▸ **Exercise goal**
Continue the account of diving Cenote Angelita below, starting after its final sentence.

▸ **Provided text**
_ _ _ _
Diving into the eerie and surreal world of Cenote Angelita
We started our descent at Angelita with crystal clear water all around us, the sunlight filtering through the trees, shimmering, creating a strobe light effect. We all looked at each other and smiled, sharing that rare moment at the beginning of a dive; that moment of pure anticipation and exhilaration.
Then, as we dropped down deeper and deeper into the cenote, we saw it before us growing larger and larger, a huge grey/grey cloud hanging in the water, a seemingly impenetrable barrier absorbing all light, as if absorbing all energy.
My mind was screaming at me to slow down, to stop, to go back to surface, to go anywhere apart from into that cloud, and yet we dropped like pennies into a well, heading only one way.
First my legs plunged into this murky cloud, immediately lost to me, quickly followed by my waist and then by my torso. All of a sudden I was enveloped, my eyesight only registering green and the occasional flash of orange from my torch as I frantically struggled to focus on anything; I couldn’t even see my hand a foot in front of my face.
It was like I was in a dream with no control of my own body, flying through space. To me, this was time travel, losing all senses, floating weightless through the water. Then, as suddenly as I was lost, I was found again, coming through the other side of the cloud to pitch black darkness.
My torch searched the water until it fell upon my brothers, both looking at me, both smiling, the anticipation gone, but still the look of exhilaration upon their faces. We all knew Angelita was a dive site like no other, truly a once in a life time experience, and it was just confirmed to us.
Just a couple of hours earlier we were picked up from our villa by Manuel, owner and all-round-nice-guy of Yucatan Diving. We’d barely even said hello before he started telling us all about Angelita (little Angel in English), our first dive site of the day.
17 kms south of Tulum and taking 20 minutes to drive there, Manuel described Angelita to us in detail, explaining what made it such an amazing and unique dive site.
_ _ _ _
▸ **Information given**
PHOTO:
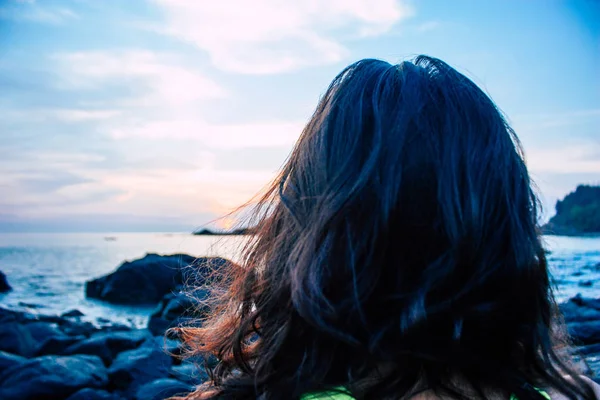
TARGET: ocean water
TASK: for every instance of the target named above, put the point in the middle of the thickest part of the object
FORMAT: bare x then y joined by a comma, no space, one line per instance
48,271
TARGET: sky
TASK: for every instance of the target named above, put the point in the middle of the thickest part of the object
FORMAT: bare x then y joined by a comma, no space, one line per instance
165,115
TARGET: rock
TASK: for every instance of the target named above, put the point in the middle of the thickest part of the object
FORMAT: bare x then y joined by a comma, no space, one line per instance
16,338
578,214
4,286
585,333
57,345
189,373
107,345
73,313
52,377
161,389
93,394
8,360
134,368
78,328
30,305
164,344
142,281
42,331
175,309
591,349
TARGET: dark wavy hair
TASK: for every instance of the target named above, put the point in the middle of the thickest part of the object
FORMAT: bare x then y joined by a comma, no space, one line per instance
397,252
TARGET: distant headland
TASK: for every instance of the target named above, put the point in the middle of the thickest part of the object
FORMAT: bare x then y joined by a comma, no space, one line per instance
578,214
239,231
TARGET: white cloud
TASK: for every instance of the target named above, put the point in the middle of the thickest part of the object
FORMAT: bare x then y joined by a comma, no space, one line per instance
427,26
31,11
250,135
166,81
270,36
582,158
77,115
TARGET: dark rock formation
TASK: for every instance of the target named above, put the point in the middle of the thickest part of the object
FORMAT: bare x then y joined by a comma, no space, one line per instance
238,231
73,313
147,280
4,286
94,394
161,389
107,345
52,377
16,338
133,368
8,360
577,214
189,373
175,309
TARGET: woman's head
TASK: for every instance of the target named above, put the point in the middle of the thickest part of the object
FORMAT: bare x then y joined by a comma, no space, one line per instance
397,248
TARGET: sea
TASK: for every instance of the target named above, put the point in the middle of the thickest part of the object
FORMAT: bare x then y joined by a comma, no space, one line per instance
48,271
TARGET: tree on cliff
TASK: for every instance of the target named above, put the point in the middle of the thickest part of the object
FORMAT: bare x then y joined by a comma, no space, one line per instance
577,213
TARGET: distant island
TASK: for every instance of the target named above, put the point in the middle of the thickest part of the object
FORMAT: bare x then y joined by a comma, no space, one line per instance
239,231
578,214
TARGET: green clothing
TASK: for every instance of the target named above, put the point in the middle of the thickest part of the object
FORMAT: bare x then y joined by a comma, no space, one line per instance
342,394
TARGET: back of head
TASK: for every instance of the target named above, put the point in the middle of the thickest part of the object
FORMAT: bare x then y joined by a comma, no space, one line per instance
397,251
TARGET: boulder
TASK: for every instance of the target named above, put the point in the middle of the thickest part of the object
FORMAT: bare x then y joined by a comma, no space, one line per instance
8,360
52,377
147,280
107,345
57,345
42,331
4,286
78,328
585,333
74,313
164,344
189,373
133,368
16,338
175,309
93,394
161,389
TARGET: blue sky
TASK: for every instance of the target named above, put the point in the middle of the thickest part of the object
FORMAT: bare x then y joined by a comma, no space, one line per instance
166,114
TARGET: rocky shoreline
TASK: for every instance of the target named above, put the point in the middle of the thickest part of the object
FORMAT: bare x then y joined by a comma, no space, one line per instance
68,357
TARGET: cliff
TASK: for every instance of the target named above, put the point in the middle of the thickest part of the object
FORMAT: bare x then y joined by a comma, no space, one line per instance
578,214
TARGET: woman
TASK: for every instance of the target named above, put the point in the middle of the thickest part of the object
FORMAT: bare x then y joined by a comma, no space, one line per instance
397,256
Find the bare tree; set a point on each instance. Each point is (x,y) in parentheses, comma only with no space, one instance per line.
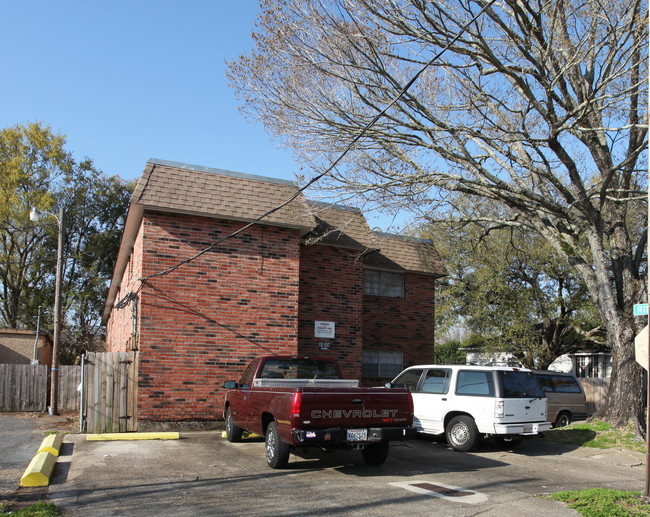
(539,106)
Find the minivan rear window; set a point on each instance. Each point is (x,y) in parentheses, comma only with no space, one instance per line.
(518,384)
(559,383)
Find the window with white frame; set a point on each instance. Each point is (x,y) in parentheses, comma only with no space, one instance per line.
(379,363)
(592,365)
(383,283)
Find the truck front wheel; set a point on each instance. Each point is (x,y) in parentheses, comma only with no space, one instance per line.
(375,453)
(233,431)
(277,451)
(462,433)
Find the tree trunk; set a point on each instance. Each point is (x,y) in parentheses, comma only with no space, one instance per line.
(625,394)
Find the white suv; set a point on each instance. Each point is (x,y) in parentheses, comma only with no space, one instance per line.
(466,402)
_ _ _ _
▸ **Answer to this exercise**
His enthusiasm was infections; we couldn’t wait to see it for ourselves.
The thing about Angelita is this cloud, this grey/green cloud that just hangs there in the cenote, is a one of a kind.
Angelita is about 60 metres in depth, straight down like a well, and at the bottom are a couple of old tree trunks and leaves, and all this detritus gives off hydrogen sulphur (now for the sciency bit).
What this creates is a hydrogen sulphate cloud around the 30 metre mark the completely separates the fresh water on top from the salt water beneath it, and as I mentioned, this hydrogen sulphate cloud is impenetrable; there’s no way any light can filter through creating a dark world underneath.
We arrived at Cenote Angelita in the morning and sat around while Manuel gave us our dive brief. Obviously the major draw here is this cloud, so our plan was to drop down to 40/50 metres through the cloud, then do a multi-level stop back to the surface swimming around the dead trees.
We kitted up in the car park and then walked down to the cenote. Surrounded by a few trees, Cenote Angelita is a bright blue gem in the Mexican jungle, and when you first walk through the trees and see it, it almost exudes this energy, this aura, which makes it such a special dive site.
It’s hard to describe going through the hydrogen sulphate cloud. It’s one of those feelings that words just can’t do it justice, but you seriously couldn’t see anything at all, and it’s that unknown, that uncertainly, that makes it so exciting.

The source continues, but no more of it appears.